Copy out the lines below, putting "widest part" wherever "thickest part" appears and changing nothing else.
——————
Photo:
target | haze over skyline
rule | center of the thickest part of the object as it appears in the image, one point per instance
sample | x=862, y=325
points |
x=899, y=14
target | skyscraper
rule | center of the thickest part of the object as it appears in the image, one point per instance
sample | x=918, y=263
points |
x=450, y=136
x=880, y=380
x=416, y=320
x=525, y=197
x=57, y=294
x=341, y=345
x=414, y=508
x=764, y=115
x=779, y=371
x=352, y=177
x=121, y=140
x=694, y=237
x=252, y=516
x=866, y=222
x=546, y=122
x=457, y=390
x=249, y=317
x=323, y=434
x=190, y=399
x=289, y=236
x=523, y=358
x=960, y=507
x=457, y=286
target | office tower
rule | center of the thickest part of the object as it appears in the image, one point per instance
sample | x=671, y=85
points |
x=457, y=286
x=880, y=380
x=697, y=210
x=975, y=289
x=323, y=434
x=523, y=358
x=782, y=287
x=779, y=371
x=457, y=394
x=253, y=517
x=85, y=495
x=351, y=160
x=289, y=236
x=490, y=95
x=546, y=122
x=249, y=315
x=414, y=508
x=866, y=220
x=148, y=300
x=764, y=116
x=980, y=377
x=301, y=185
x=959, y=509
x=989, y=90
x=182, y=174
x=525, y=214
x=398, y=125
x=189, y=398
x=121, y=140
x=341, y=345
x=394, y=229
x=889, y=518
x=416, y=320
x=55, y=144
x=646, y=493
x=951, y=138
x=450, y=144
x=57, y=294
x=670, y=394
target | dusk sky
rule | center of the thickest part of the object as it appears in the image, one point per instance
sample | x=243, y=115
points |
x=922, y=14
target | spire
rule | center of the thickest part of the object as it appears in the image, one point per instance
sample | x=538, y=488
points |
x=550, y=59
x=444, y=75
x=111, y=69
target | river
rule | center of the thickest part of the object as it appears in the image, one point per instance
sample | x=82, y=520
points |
——————
Answer below:
Photo:
target | haze over skyline
rule | center of the widest part of the object as it appears in the image, one point per instance
sample | x=862, y=325
points |
x=899, y=14
target | skyscraper
rule | center of the widest part of the object as it appears in the image, one point per instance
sample | x=918, y=263
points |
x=450, y=136
x=880, y=380
x=416, y=320
x=525, y=197
x=57, y=294
x=341, y=345
x=414, y=508
x=764, y=115
x=779, y=371
x=352, y=177
x=121, y=140
x=694, y=237
x=252, y=516
x=866, y=222
x=546, y=122
x=457, y=390
x=249, y=317
x=323, y=434
x=190, y=399
x=289, y=236
x=523, y=358
x=960, y=507
x=457, y=286
target | office tower
rule | center of the widest part of the object as it appears in the image, one point per instance
sample | x=671, y=85
points |
x=457, y=286
x=880, y=380
x=697, y=210
x=975, y=289
x=323, y=434
x=523, y=358
x=782, y=287
x=779, y=371
x=457, y=394
x=253, y=517
x=85, y=495
x=351, y=160
x=289, y=236
x=490, y=95
x=546, y=122
x=249, y=315
x=414, y=508
x=866, y=220
x=148, y=300
x=764, y=116
x=980, y=377
x=301, y=185
x=959, y=509
x=989, y=90
x=182, y=174
x=525, y=214
x=398, y=125
x=189, y=398
x=121, y=140
x=341, y=345
x=394, y=229
x=889, y=518
x=416, y=320
x=55, y=144
x=646, y=493
x=951, y=138
x=450, y=144
x=57, y=294
x=670, y=394
target | dusk sky
rule | center of the widest part of the object as it appears in the image, one point per instance
sample | x=243, y=115
points |
x=922, y=14
target | spire
rule | center of the widest part of the object as it appears in the image, one point per instance
sample | x=538, y=488
points |
x=550, y=59
x=444, y=75
x=111, y=69
target | river
rule | center of the widest part of the object as it appears in the image, one point per instance
sample | x=82, y=520
points |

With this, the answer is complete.